» Task prompt: Which lines of the entries contain the word "small"? Please list them.
**** Data excerpts
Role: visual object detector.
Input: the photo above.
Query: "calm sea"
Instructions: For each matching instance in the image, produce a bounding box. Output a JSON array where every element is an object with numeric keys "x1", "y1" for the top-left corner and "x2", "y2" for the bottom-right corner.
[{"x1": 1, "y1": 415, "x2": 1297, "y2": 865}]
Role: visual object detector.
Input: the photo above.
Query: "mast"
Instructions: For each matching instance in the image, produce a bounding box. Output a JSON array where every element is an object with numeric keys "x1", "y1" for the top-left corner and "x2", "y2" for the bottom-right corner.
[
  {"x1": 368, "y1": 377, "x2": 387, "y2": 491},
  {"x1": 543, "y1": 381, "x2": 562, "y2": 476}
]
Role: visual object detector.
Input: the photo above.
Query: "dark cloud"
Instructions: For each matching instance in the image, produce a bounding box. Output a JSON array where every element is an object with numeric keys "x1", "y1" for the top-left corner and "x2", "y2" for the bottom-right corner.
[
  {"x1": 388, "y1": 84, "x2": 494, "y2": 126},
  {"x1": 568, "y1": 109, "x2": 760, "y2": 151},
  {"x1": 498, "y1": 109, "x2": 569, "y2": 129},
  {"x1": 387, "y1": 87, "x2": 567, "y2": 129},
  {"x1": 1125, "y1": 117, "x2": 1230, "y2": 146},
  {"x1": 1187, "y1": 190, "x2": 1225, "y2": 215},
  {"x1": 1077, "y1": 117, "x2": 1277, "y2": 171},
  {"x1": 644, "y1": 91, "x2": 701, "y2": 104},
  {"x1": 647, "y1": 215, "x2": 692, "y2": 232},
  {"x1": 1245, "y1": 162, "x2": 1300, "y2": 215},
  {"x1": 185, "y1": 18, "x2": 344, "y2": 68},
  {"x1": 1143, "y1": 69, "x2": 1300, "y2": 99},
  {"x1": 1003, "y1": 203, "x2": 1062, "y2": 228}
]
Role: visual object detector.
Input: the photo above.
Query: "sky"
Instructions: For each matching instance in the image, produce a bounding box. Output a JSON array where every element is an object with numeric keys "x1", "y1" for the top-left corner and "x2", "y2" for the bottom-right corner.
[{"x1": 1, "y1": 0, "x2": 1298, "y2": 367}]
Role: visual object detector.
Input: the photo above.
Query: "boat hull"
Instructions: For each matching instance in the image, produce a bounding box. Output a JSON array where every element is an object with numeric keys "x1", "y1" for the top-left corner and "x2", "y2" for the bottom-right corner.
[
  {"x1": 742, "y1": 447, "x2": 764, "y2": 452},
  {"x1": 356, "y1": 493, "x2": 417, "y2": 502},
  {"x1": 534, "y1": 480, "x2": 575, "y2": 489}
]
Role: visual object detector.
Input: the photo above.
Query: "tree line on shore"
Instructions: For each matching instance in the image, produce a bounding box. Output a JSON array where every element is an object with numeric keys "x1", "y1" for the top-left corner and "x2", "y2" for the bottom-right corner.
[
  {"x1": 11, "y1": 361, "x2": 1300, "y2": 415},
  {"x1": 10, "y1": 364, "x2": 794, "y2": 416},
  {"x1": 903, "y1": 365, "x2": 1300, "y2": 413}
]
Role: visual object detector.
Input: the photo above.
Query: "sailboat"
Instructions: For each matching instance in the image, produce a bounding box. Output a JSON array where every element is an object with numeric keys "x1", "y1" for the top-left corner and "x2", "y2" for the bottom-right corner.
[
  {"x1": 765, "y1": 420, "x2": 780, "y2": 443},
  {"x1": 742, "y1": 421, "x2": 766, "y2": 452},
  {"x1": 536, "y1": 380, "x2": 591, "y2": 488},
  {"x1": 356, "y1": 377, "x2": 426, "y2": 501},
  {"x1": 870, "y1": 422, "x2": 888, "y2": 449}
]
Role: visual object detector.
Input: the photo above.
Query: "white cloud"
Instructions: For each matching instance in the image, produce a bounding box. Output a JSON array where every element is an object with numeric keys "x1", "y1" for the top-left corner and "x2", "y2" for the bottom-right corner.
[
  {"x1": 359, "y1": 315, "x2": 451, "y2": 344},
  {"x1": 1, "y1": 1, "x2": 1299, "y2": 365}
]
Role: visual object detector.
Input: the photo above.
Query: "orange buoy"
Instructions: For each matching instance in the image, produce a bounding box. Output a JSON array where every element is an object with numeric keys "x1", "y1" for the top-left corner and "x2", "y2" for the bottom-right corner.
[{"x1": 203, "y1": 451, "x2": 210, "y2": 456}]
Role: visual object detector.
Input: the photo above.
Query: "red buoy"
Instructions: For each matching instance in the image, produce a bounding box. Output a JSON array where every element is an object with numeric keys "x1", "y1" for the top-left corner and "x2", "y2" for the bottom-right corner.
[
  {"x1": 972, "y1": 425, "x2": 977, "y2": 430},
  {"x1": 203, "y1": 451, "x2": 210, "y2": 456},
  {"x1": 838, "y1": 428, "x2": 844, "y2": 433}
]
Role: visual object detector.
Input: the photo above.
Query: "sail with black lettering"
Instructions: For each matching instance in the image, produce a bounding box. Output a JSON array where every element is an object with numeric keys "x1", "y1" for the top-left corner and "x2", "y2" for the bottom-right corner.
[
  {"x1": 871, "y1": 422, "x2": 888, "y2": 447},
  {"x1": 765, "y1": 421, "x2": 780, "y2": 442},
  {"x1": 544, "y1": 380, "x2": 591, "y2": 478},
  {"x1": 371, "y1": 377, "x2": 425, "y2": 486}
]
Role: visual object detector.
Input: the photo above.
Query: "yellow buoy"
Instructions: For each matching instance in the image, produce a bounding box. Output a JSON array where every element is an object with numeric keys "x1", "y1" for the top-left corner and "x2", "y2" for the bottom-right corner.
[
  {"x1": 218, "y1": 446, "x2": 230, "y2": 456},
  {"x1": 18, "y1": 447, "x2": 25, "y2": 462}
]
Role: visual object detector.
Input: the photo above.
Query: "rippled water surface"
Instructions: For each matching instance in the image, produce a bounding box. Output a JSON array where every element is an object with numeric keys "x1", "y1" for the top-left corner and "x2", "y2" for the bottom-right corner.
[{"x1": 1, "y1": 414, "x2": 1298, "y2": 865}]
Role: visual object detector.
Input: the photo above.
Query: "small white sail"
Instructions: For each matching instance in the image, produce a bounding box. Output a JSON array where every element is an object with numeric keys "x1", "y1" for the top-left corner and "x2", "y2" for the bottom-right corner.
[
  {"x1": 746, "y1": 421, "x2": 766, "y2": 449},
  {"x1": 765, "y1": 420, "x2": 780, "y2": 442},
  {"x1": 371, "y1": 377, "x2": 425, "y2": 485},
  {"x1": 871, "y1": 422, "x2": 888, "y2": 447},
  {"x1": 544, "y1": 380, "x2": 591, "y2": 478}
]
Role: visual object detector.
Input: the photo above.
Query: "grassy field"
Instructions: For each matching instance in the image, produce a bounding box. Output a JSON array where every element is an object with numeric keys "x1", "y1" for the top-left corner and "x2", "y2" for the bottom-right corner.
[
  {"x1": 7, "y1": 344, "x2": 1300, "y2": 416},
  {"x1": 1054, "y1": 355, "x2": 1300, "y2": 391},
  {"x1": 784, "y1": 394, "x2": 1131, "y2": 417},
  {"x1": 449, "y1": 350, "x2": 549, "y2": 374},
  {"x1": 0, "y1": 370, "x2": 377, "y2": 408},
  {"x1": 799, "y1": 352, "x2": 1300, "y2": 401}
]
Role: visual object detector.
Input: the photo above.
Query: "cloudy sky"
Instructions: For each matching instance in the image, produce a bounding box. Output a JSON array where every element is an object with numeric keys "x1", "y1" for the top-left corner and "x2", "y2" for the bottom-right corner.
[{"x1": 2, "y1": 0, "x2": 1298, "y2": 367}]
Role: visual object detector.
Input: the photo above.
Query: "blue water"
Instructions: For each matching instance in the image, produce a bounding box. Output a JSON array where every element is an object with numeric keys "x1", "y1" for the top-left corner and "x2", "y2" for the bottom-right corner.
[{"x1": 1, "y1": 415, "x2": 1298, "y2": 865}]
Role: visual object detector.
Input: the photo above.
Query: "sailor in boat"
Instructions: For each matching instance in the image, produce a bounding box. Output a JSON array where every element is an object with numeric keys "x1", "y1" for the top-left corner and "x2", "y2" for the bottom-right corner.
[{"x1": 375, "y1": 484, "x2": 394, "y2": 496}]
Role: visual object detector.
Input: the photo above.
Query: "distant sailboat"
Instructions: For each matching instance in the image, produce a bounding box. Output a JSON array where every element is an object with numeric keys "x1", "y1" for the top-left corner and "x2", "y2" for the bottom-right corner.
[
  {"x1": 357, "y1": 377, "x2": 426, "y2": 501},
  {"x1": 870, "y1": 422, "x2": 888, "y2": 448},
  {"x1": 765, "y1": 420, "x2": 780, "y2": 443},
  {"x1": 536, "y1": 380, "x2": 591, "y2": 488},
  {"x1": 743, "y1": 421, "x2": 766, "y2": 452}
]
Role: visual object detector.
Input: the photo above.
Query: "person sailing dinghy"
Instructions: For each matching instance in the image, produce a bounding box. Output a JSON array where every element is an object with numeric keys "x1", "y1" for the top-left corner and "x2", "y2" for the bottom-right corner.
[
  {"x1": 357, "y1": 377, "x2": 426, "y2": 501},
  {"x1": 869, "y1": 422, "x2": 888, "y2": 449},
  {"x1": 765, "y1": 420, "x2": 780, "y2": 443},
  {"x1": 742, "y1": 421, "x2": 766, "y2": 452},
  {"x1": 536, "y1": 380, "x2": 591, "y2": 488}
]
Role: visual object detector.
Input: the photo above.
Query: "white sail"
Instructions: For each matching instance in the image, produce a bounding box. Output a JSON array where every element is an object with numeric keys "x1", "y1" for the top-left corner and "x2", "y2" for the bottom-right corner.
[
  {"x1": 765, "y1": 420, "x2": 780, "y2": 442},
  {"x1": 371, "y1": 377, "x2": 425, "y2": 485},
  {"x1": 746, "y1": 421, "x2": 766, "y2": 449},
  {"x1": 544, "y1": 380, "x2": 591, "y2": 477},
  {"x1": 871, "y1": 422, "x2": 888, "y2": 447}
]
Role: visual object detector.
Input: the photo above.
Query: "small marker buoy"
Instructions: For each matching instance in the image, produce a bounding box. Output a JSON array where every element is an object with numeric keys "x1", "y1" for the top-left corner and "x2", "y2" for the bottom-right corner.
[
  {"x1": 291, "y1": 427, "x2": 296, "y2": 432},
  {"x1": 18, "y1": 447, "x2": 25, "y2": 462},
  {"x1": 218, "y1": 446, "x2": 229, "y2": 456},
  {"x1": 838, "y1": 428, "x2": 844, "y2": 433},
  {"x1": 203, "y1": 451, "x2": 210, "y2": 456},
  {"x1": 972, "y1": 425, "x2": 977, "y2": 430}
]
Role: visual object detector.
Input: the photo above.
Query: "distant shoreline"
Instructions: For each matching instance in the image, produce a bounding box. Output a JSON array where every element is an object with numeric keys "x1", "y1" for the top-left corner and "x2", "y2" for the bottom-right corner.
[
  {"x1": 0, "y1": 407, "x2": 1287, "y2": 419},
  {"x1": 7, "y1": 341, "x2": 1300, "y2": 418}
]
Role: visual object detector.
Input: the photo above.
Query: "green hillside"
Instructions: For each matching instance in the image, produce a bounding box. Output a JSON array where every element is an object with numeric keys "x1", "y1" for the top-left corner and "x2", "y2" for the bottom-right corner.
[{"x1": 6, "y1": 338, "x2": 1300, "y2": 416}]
********
» Response:
Query: "small white sail"
Query: "small marker buoy"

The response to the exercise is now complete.